Provided data –
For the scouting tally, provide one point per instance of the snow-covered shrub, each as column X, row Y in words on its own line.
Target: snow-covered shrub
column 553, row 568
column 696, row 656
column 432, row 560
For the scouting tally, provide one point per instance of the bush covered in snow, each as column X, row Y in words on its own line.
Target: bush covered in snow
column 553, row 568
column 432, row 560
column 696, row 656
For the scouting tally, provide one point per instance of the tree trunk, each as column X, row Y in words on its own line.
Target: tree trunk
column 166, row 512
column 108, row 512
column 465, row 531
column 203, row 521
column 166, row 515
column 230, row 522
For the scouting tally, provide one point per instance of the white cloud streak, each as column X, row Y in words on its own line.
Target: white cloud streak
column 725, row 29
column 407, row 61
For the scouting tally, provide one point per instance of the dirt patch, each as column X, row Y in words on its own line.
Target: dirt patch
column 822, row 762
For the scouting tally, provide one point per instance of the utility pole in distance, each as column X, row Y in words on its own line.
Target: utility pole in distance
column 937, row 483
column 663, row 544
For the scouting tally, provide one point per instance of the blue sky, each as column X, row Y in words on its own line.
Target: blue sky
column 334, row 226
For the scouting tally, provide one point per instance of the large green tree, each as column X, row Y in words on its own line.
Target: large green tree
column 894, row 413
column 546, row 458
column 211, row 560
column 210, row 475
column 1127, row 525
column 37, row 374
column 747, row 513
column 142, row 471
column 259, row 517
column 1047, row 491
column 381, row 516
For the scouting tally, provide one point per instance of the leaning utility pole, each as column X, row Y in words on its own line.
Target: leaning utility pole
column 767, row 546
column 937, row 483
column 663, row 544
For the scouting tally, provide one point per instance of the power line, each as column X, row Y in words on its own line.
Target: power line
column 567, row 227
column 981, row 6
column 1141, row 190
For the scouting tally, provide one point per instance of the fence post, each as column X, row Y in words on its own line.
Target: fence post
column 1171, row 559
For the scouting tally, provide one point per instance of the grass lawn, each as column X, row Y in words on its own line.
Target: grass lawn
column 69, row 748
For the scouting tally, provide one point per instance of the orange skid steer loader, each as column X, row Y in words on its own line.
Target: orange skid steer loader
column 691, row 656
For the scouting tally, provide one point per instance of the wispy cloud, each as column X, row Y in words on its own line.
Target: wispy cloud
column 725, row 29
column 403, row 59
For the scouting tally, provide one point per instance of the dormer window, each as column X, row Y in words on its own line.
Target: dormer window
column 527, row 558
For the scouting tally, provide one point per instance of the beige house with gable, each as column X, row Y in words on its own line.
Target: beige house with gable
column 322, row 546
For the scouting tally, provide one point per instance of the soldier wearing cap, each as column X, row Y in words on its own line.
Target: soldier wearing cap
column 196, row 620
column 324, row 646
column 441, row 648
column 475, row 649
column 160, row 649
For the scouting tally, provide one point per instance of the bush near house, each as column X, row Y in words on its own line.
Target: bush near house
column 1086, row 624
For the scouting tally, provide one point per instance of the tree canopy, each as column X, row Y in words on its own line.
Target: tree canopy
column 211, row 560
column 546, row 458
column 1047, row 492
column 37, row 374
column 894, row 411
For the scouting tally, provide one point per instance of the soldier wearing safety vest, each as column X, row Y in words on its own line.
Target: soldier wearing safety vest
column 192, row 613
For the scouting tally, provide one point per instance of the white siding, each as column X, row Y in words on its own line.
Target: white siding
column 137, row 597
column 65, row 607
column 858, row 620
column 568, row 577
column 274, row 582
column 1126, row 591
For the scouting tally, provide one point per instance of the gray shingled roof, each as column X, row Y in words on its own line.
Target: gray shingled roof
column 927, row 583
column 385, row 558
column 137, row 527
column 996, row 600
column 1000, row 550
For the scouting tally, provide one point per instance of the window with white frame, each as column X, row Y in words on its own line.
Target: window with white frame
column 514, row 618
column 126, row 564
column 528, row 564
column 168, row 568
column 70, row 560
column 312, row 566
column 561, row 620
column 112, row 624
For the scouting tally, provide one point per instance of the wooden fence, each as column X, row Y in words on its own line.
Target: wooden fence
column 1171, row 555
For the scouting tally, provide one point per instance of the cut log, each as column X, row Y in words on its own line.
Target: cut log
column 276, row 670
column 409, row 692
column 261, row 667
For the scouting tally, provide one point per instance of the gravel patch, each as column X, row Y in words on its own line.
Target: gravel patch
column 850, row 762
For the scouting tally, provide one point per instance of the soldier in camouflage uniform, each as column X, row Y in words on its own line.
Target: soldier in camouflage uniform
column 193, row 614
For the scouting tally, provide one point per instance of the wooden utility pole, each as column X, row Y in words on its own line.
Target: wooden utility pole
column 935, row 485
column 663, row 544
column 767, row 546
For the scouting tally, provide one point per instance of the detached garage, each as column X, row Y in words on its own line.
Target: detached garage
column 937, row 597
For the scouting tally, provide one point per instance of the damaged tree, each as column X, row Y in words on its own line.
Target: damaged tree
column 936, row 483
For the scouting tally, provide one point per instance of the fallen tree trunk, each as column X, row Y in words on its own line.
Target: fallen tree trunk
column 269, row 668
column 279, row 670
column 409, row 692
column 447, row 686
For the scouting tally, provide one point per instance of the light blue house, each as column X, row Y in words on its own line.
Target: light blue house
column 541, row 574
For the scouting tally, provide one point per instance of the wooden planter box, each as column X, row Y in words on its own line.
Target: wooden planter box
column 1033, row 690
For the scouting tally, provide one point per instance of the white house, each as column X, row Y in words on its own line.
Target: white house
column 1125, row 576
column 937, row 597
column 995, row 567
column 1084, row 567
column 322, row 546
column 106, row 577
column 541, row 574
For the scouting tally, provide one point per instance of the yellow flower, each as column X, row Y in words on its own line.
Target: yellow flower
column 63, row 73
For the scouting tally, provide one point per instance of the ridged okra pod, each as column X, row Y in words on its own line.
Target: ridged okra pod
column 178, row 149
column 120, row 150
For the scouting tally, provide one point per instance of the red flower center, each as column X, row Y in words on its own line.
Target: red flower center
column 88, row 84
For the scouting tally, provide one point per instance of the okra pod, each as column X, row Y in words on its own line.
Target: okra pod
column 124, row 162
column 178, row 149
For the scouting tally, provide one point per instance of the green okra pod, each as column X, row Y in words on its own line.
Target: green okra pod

Exercise objective –
Return the records above verbatim, in their entirety.

Solved problem –
For the scouting tally, provide one point per instance of the snow-covered shrub, each as column X, row Y in words on its own line.
Target: snow-covered shrub
column 553, row 568
column 696, row 656
column 432, row 560
For the scouting tally, provide one point per instance of the bush covered in snow, each as column X, row Y in words on its own line.
Target: bush covered in snow
column 553, row 568
column 432, row 560
column 696, row 656
For the scouting tally, provide one point per instance of the tree trunk, each as column X, row Y in words on its own line.
Target: tree trunk
column 166, row 512
column 108, row 512
column 465, row 531
column 203, row 521
column 166, row 515
column 230, row 522
For the scouting tally, provide one point per instance of the white cloud streak, each as column X, row Y in words on its own line.
Target: white cloud streak
column 725, row 29
column 407, row 61
For the scouting tally, provide one point per instance of the dirt patch, each as column X, row Y in words on its own line.
Target: dirt patch
column 822, row 762
For the scouting tally, provide one point per instance of the utility pole in distance, each as column X, row Y in words on its own line.
Target: utility pole in distance
column 937, row 483
column 663, row 544
For the scouting tally, provide one point per instance of the blue sky, each as column X, row Y in words on its own line.
Target: blue sky
column 334, row 226
For the scouting tally, provide one point per instance of the large green tree, each as column X, row Y in words on its own line.
Target: large green tree
column 894, row 413
column 546, row 458
column 211, row 560
column 210, row 475
column 1127, row 525
column 37, row 374
column 747, row 513
column 142, row 471
column 259, row 517
column 1047, row 491
column 381, row 516
For the scouting tally, provide one point per instance of the leaning utility pole, each as column X, row Y in words on its own line.
Target: leaning utility pole
column 767, row 546
column 937, row 483
column 663, row 544
For the scouting tally, provide one point per instance of the power line, each as column X, row Y in words on its own line.
Target: power line
column 567, row 227
column 981, row 6
column 1141, row 190
For the scouting tally, provide one point per instance of the fence post, each as column X, row Y in words on its own line.
Target: fence post
column 1171, row 559
For the scouting tally, provide one point per instance of the grass lawn, each as column X, row Y in words on its own line.
Target: grass lawn
column 69, row 748
For the scouting tally, provide one point per instance of the orange skid steer loader, each as column X, row Y in words on its own line.
Target: orange skid steer loader
column 691, row 656
For the scouting tally, provide one point per instance of the wispy cloud, each as column X, row Y in words on its own line.
Target: wispy cloud
column 725, row 29
column 403, row 59
For the scouting tally, provide one point per instance of the dormer window, each as column X, row Y in words on its own line.
Target: dormer window
column 527, row 558
For the scouting tally, provide one point per instance of the beige house with gable, each as column X, row Y in words on its own line.
Target: beige house with gable
column 322, row 546
For the scouting tally, provide one point per instance of the soldier wearing cap, each as column X, row Y in words on its own line.
Target: soldier wearing cap
column 196, row 620
column 324, row 646
column 441, row 648
column 475, row 649
column 160, row 649
For the scouting tally, provide one point per instance of the bush near house, each as column X, row Y in words on its own line.
Target: bush near house
column 1086, row 624
For the scouting tally, provide one point per instance of the tree canopy, each as column X, row Y in words on its own line.
Target: tree canopy
column 211, row 560
column 546, row 458
column 1047, row 492
column 37, row 374
column 894, row 411
For the scouting tally, provide one point per instance of the soldier wearing safety vest, each as column X, row Y in words on its own line.
Target: soldier wearing safety vest
column 192, row 613
For the scouting tally, provide one point per instance of the white siding, each as column X, row Y in words on its own line.
Target: white siding
column 137, row 597
column 65, row 607
column 858, row 620
column 568, row 577
column 274, row 582
column 1126, row 591
For the scouting tally, provide one point per instance of the gray shingled roof, each as column X, row Y in words on its own line.
Target: gray shingled roof
column 927, row 583
column 385, row 558
column 137, row 527
column 996, row 600
column 1000, row 550
For the scouting tally, provide one point per instance of the window with white frame, each as column X, row Y in words on its own line.
Target: window with white frame
column 514, row 618
column 126, row 564
column 528, row 564
column 168, row 568
column 70, row 560
column 312, row 566
column 561, row 620
column 112, row 624
For the scouting tally, provide one point per instance of the wooden fence, each as column X, row Y in words on its own line.
Target: wooden fence
column 1171, row 555
For the scouting tally, provide one point per instance of the cut log, each as column X, row Y in words on its own line.
Target: cut log
column 276, row 670
column 409, row 692
column 261, row 667
For the scouting tally, provide one point per instance of the gravel patch, each as column X, row Y in words on its own line.
Target: gravel patch
column 850, row 762
For the scouting tally, provide one point per instance of the soldier in camouflage uniform, each as column X, row Y in words on its own line.
Target: soldier in camouflage uniform
column 193, row 614
For the scouting tally, provide one point per instance of the wooden utility pole, each as column X, row Y in words on its own line.
Target: wooden utility pole
column 935, row 485
column 663, row 544
column 767, row 546
For the scouting tally, provide one point per instance of the detached garage, each as column X, row Y in words on its own line.
Target: detached garage
column 937, row 597
For the scouting tally, provide one point per instance of the damaged tree, each as column X, row Y in words on its own line.
Target: damaged tree
column 936, row 483
For the scouting tally, provide one point per instance of the fallen tree trunk, each as column X, row Y in words on its own line.
Target: fallen tree trunk
column 269, row 668
column 279, row 670
column 409, row 692
column 447, row 686
For the scouting tally, provide one point per instance of the light blue house, each as column X, row Y in words on its own line.
Target: light blue house
column 541, row 574
For the scouting tally, provide one point per instance of the wooden planter box, each as column X, row Y in words on its own line.
Target: wooden planter box
column 1033, row 690
For the scouting tally, provide one point per instance of the white house, each as column X, row Y in words on its own line.
Target: white house
column 1125, row 576
column 937, row 597
column 995, row 567
column 1084, row 567
column 322, row 546
column 106, row 577
column 541, row 574
For the scouting tally, provide one point per instance of the yellow flower, each as column X, row Y in words on its own line.
Target: yellow flower
column 63, row 73
For the scouting tally, provide one point per instance of the ridged okra pod, each as column X, row Y in words on its own line.
Target: ridged okra pod
column 178, row 149
column 120, row 150
For the scouting tally, provide one point per instance of the red flower center, each as column X, row Y in words on its own line.
Target: red flower center
column 88, row 84
For the scouting tally, provide one point per instance of the okra pod, each as column X, row Y in words on its own line.
Target: okra pod
column 124, row 162
column 178, row 149
For the scouting tally, provide one point per instance of the green okra pod, each as column X, row Y in words on its own line.
Target: green okra pod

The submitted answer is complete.